## Excerto selecionado
# # # # # # #
Expiados os “crimes” de mão alheia e satisfeita a cliente em desespero, temos Vera Lúcia só para nós. E eis que começa a contar-nos a sua história.

Um passado difícil

Nascida e criada no Bairro da Musgueira Norte, Vera Lúcia tem bem firme na sua mente uma prioridade: “preciso de garantir aos meus filhos um futuro, garantir que não passam as mesmas dificuldades que eu passei”. Oriunda de uma família pobre e humilde, afirma “saber bem o que é passar necessidades”. Sem complexos, explica que o desemprego e a doença (um caso de trissomia 21 na família, além da sua própria insuficiência renal) sempre fizeram parte da sua vida e de certa forma lhe deram a força que precisava para lutar.

Estudou até ao sétimo ano, com vontade de continuar, mas teve de começar a trabalhar aos 15 anos para ajudar a sustentar a família. Apesar de ter voltado ao estudo no horário nocturno, só obteria a equivalência ao nono ano completando o curso de cabeleireira, numa altura em que já estava receber apoio da assistente social.
# # # # # # #
## Requisito A
Responda, com base no excerto sobre Vera Lúcia:
(i) Em que bairro nasceu e foi criada Vera Lúcia?
(ii) Até que ano de escolaridade estudou antes de começar a trabalhar?
(iii) Ao completar que curso obteve a equivalência ao nono ano?
## Requisito B
Reproduza, do excerto sobre Vera Lúcia, o trecho que vai de "Nascida e criada" a "apoio da assistente social.".
As linhas apresentadas a seguir não são necessárias para o que aqui se pede.
# # # # # # #
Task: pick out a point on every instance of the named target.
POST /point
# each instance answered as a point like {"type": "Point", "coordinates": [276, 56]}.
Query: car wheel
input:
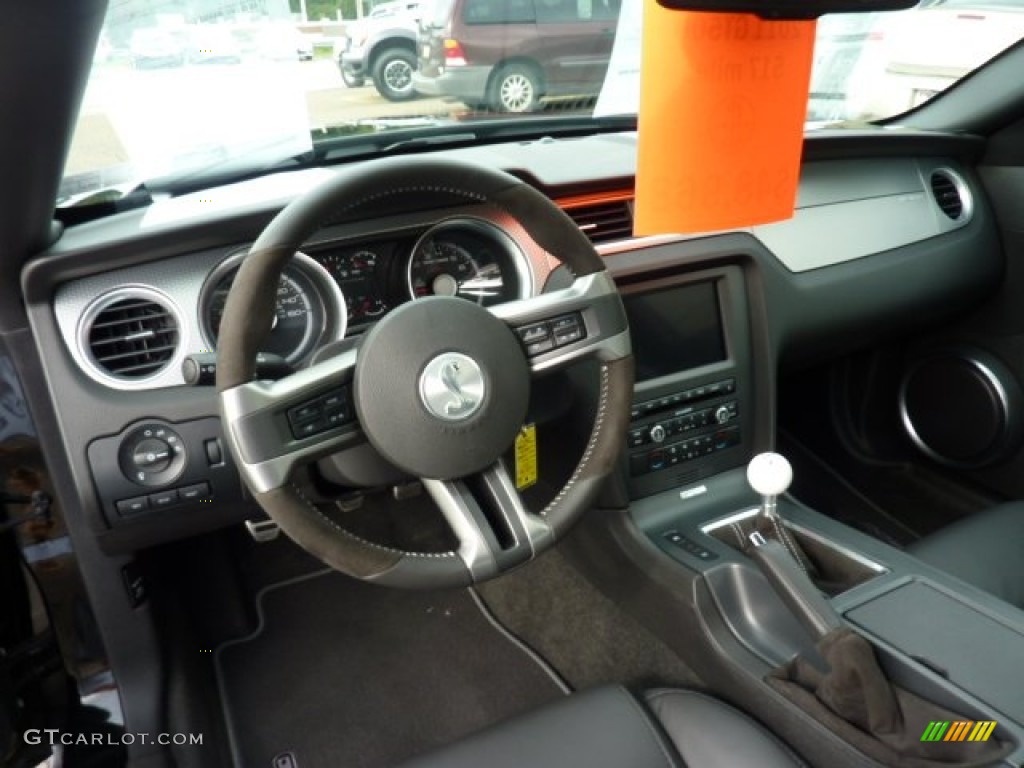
# # # # # # #
## Resposta A
(i) No Bairro da Musgueira Norte.
(ii) Até ao sétimo ano.
(iii) O curso de cabeleireira.

## Resposta B
Nascida e criada no Bairro da Musgueira Norte, Vera Lúcia tem bem firme na sua mente uma prioridade: “preciso de garantir aos meus filhos um futuro, garantir que não passam as mesmas dificuldades que eu passei”. Oriunda de uma família pobre e humilde, afirma “saber bem o que é passar necessidades”. Sem complexos, explica que o desemprego e a doença (um caso de trissomia 21 na família, além da sua própria insuficiência renal) sempre fizeram parte da sua vida e de certa forma lhe deram a força que precisava para lutar.

Estudou até ao sétimo ano, com vontade de continuar, mas teve de começar a trabalhar aos 15 anos para ajudar a sustentar a família. Apesar de ter voltado ao estudo no horário nocturno, só obteria a equivalência ao nono ano completando o curso de cabeleireira, numa altura em que já estava receber apoio da assistente social.